» **Tasks to complete**:
1. In the article on maternal health in Nigeria, the senior midwife in Ogba explains why women still die of preventable complications. Summarize that explanation.
2. According to the article on maternal health in Nigeria, what share of global maternal deaths does the World Health Organization estimate Nigeria accounts for?
3. Pick up the article on maternal health in Nigeria right after its final sentence and continue it.

» **Provided passage**:
By Chiagoziem Abosi
In Magumeri, Borno State, Falmata sits in a makeshift clinic, holding her baby close while a midwife whispers loving reassurance. Here, giving birth asks for more than faith — it demands luck.
Her story mirrors thousands across Nigeria, where the World Health Organization estimates that the country accounts for nearly 20% of global maternal deaths. Nigeria remains one of the deadliest places in the world for pregnant women.
But this is not only a rural problem. In Lagos — Nigeria’s commercial capital — expectant mothers in Ikeja echo the same fears.
At the Lagos State University Teaching Hospital (LASUTH), Mrs. Titi (not her real name), a 32-year-old mother-to-be, described her anxiety whenever she visits for antenatal care:

“It’s not easy at all. You pay for almost everything yourself — drugs, tests, even small items. Sometimes I just pray that nothing goes wrong during delivery because many women cannot afford emergencies.”
Midwives in Ikeja confirm these realities. A senior midwife at a private maternity center in Ogba told IkejaBird:
“We still lose women to preventable complications. Some delay coming to the hospital because of cost. By the time they arrive, it’s often too late.”
For Chika, a 28-year-old in her third trimester living in Ikeja GRA, the maternal mortality figures feel personal.

» **Data excerpts**:
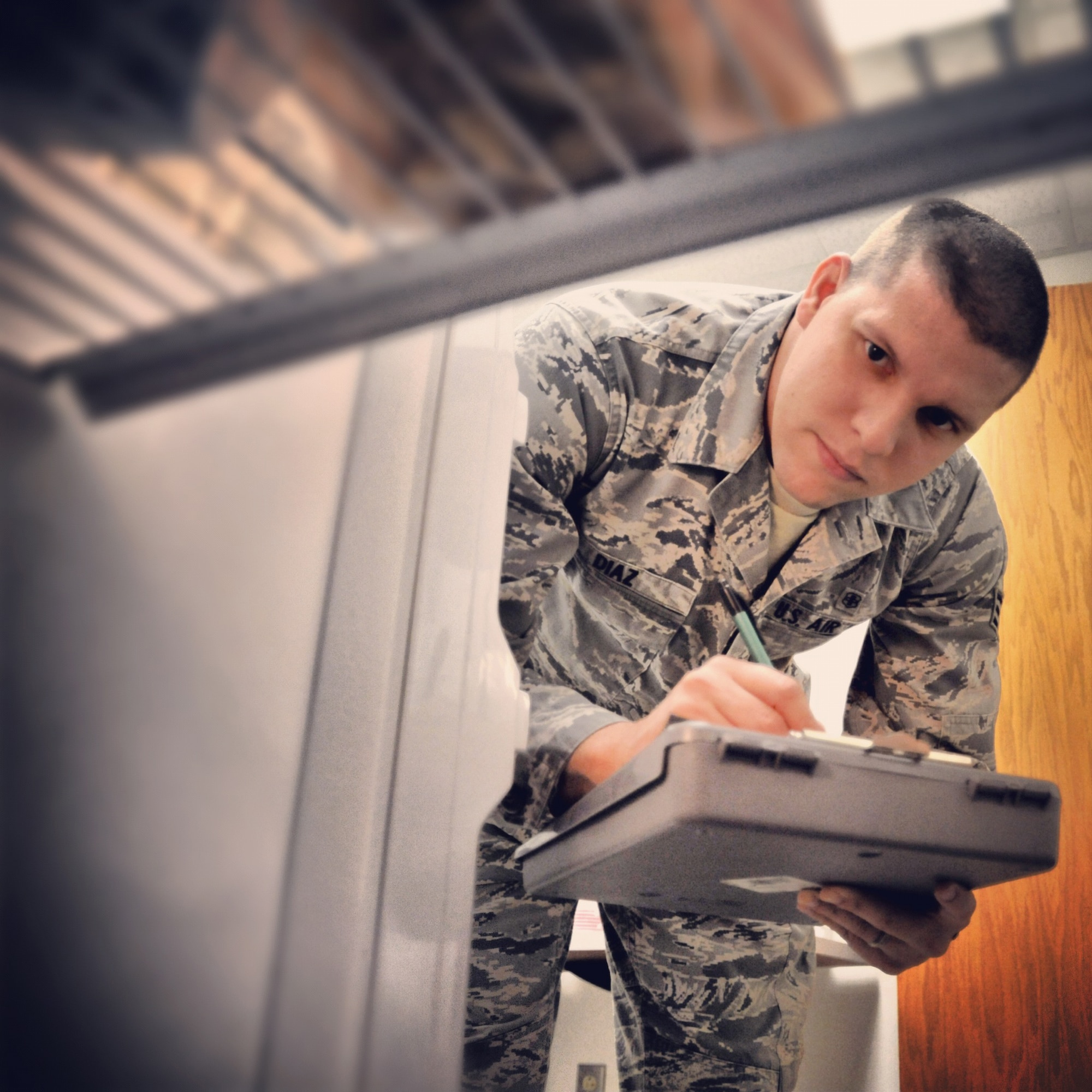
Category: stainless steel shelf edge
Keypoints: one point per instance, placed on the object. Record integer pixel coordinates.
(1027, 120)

==

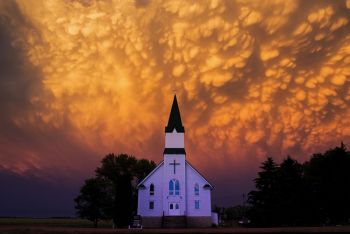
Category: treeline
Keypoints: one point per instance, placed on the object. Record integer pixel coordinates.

==

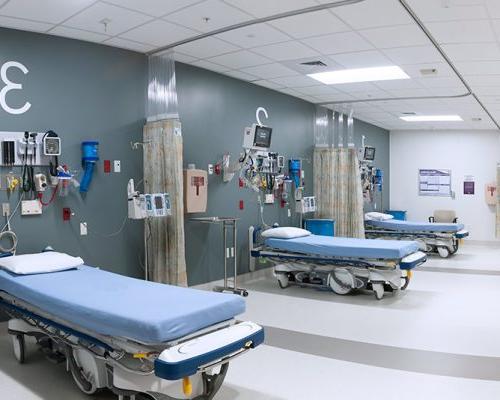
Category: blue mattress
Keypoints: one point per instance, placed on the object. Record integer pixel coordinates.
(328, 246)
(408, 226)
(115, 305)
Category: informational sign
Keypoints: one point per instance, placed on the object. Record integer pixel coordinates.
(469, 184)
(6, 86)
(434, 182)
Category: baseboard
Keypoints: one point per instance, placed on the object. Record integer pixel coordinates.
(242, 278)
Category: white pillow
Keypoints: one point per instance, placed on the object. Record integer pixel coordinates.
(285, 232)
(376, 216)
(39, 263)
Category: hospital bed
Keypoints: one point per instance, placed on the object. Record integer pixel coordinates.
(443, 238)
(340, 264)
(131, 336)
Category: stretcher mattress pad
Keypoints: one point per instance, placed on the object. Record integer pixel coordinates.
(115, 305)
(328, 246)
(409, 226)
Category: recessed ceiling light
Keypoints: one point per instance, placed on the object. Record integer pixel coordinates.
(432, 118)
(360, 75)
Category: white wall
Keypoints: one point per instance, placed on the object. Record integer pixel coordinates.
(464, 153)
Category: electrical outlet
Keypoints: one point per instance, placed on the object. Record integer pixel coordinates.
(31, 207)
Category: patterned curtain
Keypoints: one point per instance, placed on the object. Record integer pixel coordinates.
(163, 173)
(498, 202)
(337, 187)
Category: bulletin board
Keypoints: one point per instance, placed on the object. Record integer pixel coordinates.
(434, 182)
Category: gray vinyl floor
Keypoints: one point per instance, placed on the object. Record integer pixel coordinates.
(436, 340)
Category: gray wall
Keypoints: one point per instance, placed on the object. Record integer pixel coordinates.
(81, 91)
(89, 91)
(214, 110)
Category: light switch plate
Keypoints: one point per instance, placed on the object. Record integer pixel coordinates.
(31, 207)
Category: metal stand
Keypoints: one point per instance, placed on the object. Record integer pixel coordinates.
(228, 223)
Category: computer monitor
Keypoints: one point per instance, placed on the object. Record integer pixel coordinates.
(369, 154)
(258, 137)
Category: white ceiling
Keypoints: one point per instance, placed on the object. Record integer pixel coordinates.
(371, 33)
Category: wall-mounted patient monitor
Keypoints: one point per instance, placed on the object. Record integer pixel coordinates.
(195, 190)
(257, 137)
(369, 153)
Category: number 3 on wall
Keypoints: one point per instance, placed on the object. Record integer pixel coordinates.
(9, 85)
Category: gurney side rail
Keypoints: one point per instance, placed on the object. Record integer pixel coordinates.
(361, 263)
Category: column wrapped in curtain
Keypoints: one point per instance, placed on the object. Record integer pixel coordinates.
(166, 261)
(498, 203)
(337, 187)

» **Responses in order**:
1. The midwife says some women delay coming to the hospital because of cost. By the time they arrive, it is often too late to save them.

2. Nearly 20%.

3.
“Every time I hear of women dying during childbirth, I get scared. Even here in Lagos, where you’d think we have good hospitals, you still hear stories. It makes you wonder if the system is truly working.”
Government programs such as the Mother and Child Centers and subsidized maternal healthcare exist, but gaps remain. Rising inflation and the cost of living mean healthcare is often postponed until it’s too late.
Whether in Borno’s makeshift clinics or Lagos’s urban hospitals, the story is painfully similar: behind every statistic is a real woman, a family, and a community living with the consequences of a broken health system.
Unless urgent reforms address equipment shortages, emergency funding, and equitable healthcare access, Nigeria will continue to bear the painful title of one of the most dangerous places on earth to give birth.